▶ [Description of the task] Write the next part of the passage on phenolic compounds in Brassica seeds, starting after its last sentence.

▶ [Selected text]
════════════════════

Phenolic compounds, made up of aromatic rings with hydroxyl groups, represent the most abundant secondary metabolites in plant with more than 8000 identified structures. Plants generate phenolics via the shikimic pathway [86]. As reported in Table 4, different polyphenols including phenolics, flavonoids (flavonols, flavones, flavan-3-ols, anthocyanidins, flavanones, isoflavones, and others), and non-flavonoids (phenolic acids, hydroxycinnamates, stilbenes, and others) have been identified and quantified in B. nigra, B. oleracea var. acephala, B. oleracea var. costata, B. rapa L., B. napus, and B. alba seeds. The most abundant and diversified groups of polyphenols in Brassica species are flavonoids (mostly flavonols and anthocyanins) and hydroxycinnamic acids [86]. Flavonols are the major representative of flavonoids. Brassica crops’ principal flavonols, quercetin, kaempferol, and isorhamnetin, are most typically found as O-glycosides [87]. In Brassica vegetables, the most common hydroxycinnamic acids are p-coumaric (4-hydroxycinnamic), sinapic (3,5-dimethoxy-4-hydroxycinnamic), and ferulic acids (4-hydroxy-3-methoxycinnamic) [11,88]. In Brassica seeds, the most prominent phenolic compounds were determined to be sinapic acid derivatives such as 1-O-β-D-glucopyranosyl sinapate and 1,2-di-O-sinapoyl-β-D-glucose [82].

════════════════════

▶ [Supplied data]
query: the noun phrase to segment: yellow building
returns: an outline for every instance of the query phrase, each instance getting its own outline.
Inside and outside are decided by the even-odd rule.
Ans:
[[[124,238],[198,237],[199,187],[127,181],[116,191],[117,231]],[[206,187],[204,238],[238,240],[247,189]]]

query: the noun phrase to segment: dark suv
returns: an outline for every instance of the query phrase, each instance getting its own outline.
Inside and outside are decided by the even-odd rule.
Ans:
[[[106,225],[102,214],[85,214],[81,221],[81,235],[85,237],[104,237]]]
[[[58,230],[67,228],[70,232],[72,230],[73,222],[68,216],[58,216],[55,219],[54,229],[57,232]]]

════════════════════

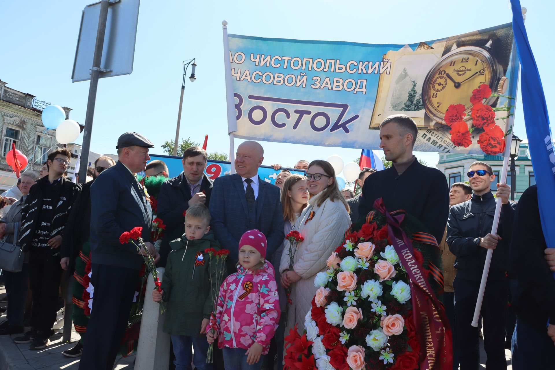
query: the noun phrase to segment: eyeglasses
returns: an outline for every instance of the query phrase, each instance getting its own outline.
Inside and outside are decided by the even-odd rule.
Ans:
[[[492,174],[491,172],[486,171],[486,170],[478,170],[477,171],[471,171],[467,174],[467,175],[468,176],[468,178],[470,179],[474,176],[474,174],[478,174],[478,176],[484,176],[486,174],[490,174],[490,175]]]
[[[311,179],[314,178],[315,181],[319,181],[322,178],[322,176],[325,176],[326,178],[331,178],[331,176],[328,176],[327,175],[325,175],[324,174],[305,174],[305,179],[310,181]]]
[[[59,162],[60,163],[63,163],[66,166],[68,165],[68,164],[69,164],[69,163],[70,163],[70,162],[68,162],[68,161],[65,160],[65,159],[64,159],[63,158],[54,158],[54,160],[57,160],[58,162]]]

════════════════════

▶ [Response to the exercise]
The seed composition profile of Brassica differs with the variety, extraction solvent, and detection or quantification methods used. Compared to other Brassica species, B. napus seeds have been shown to be particularly rich in polyphenols through the detection of 91 flavonoids and hydroxycinnamic acid derivatives and the identification of 78 compounds, of which 55 were first reported in B. napus L. var. napus and 24 were first detected in the genus Brassica [89]. In another phytochemical investigation in B. napus seeds from different winter type oilseed rape genotypes (Aviso (00), CMB1039 (00), Doublol (00), JetNeuf (0þ), and PR3984 (00)), 13 different flavonoids were identified by liquid chromatography coupled to electrospray ionization mass spectrometry (LC–ESI-MSn) and characterized for the first time in the seed coat of B. napus, and isorhamnetin-hexoside-sulfate and isorhamnetin-sinapoyltrihexoside were newly identified in Brassica spp. [90].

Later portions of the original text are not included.